** begin ENTRIES **
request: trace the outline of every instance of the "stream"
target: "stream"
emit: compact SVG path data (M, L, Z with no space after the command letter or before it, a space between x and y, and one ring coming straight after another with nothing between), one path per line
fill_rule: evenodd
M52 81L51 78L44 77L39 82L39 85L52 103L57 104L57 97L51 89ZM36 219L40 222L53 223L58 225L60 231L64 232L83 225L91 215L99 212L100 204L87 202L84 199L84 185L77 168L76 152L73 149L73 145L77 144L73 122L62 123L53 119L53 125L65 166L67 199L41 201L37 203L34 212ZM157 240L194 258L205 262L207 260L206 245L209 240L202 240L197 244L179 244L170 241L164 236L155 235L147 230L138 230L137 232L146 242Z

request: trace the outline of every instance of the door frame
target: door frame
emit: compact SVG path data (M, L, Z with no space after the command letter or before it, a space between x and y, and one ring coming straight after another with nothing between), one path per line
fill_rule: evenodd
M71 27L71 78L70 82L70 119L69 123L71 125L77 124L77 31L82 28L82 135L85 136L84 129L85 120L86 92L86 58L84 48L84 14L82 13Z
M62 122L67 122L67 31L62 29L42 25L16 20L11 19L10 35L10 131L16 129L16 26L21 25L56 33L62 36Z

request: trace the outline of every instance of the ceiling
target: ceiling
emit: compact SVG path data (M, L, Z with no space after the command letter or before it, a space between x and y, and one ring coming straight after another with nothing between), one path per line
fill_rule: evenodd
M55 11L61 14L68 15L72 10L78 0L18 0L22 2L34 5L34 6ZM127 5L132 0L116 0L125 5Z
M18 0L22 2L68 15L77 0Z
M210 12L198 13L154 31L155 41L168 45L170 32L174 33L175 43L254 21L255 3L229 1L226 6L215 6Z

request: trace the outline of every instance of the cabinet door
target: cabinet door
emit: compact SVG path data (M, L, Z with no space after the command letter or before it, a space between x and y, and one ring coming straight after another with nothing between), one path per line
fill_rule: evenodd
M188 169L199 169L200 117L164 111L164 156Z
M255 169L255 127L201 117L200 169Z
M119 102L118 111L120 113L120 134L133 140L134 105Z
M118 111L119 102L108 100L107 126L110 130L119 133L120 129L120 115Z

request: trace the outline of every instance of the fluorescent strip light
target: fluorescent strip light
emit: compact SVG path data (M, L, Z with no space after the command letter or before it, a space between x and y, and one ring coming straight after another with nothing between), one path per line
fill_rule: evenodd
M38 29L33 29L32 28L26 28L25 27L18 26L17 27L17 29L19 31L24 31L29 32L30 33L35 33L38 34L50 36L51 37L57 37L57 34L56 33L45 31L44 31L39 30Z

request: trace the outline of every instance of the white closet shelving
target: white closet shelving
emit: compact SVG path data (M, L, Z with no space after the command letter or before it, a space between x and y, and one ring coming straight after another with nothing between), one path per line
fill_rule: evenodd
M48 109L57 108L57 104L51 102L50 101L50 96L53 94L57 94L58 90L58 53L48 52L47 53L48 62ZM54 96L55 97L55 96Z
** end ENTRIES **
WORK INSTRUCTIONS:
Rewrite the part of the records that opens with the line containing "request: trace the outline of every instance of the fluorescent" and runs through the end of the records, substituting "tube light" for "strip light" and leaving everything else unchanged.

RESULT FOR THIS TASK:
request: trace the outline of every instance of the fluorescent tube light
target: fluorescent tube light
emit: compact SVG path data (M, L, Z with no space after the command letter or before it, a space between x and y, and one ring coming straight after another with nothing between), one path per line
fill_rule: evenodd
M38 29L33 29L32 28L26 28L25 27L18 26L17 27L17 29L19 31L24 31L29 32L30 33L35 33L38 34L50 36L51 37L57 37L57 34L56 33L45 31L44 31L39 30Z

request: trace the outline of every instance of the white closet shelving
target: white closet shelving
emit: compact SVG path data (M, L, Z with no space after the command letter or before it, a space between x and y, and one ring coming straight after another with nothing between), one path per line
fill_rule: evenodd
M48 109L57 108L57 104L51 102L50 101L50 96L53 94L57 94L58 90L58 53L48 52L47 53L48 62ZM54 96L55 97L55 96Z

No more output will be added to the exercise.